Below are records; the lines starting at the one with "Target: domed roof" and ending at the one with "Target: arched window" must be reproduced exactly, both included. Pictures must not appear.

STORED DATA section start

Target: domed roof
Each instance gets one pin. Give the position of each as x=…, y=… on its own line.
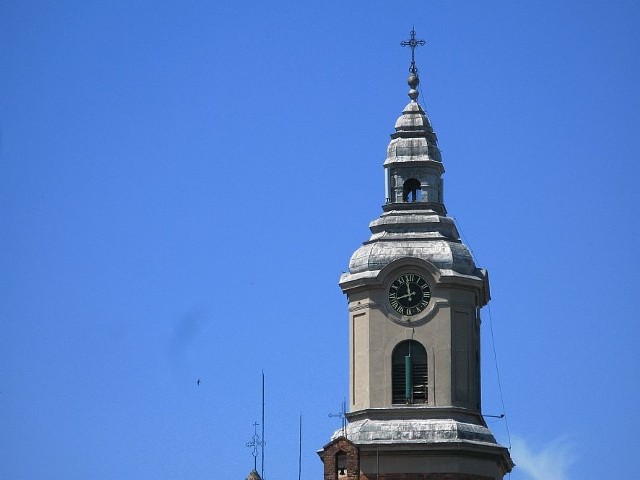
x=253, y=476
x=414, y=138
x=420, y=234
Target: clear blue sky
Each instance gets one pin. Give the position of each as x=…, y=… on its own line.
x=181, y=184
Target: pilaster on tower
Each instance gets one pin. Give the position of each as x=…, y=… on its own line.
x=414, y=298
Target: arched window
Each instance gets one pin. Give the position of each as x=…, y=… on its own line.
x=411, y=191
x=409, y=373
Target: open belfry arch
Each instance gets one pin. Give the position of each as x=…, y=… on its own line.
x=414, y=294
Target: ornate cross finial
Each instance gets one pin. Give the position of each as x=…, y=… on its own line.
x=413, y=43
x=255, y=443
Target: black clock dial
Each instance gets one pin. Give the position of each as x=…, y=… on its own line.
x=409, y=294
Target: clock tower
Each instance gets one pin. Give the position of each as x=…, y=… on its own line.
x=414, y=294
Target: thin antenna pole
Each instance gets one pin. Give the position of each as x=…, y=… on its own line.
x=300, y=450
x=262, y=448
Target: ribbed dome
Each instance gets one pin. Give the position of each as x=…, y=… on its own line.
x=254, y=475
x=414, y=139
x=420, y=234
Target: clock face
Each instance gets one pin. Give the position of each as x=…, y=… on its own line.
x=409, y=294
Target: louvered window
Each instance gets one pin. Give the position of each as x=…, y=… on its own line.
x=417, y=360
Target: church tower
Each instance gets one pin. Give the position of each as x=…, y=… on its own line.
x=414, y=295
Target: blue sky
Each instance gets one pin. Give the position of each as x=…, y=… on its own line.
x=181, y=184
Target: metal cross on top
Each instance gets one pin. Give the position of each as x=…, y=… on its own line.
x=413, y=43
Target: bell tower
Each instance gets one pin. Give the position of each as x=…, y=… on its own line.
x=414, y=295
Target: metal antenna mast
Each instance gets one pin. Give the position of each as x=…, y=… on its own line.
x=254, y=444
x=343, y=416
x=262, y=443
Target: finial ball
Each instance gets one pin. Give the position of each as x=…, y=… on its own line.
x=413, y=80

STORED DATA section end
STORED DATA section start

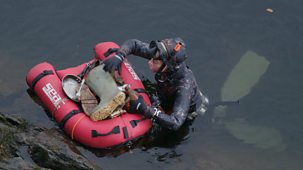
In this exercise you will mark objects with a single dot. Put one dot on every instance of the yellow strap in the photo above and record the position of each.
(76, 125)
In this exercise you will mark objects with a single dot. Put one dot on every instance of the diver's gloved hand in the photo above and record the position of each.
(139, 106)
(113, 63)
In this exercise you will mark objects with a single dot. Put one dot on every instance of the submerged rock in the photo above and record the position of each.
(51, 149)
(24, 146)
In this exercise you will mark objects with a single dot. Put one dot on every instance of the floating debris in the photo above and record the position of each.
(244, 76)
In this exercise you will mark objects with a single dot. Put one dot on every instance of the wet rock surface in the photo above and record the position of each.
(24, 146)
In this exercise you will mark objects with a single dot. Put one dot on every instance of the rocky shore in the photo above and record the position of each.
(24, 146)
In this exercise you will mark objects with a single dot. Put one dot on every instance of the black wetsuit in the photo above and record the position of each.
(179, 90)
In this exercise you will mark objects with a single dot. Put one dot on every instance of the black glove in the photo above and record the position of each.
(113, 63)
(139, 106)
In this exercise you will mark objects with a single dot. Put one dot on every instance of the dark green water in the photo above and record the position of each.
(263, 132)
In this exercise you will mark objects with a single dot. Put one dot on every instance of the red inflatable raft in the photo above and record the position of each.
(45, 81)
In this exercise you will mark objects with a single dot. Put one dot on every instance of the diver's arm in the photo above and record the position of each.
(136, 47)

STORED DATA section end

RESPONSE
Target: domed roof
Each instance gets one pin. Give the position of each as x=…, y=… on its own line.
x=253, y=476
x=414, y=138
x=420, y=234
Target: clear blue sky
Each instance gets one pin. Give the position of each as x=…, y=… on its own line.
x=181, y=184
Target: pilaster on tower
Each instance gets one pin. Give the position of each as x=…, y=… on its own line.
x=414, y=298
Target: arched window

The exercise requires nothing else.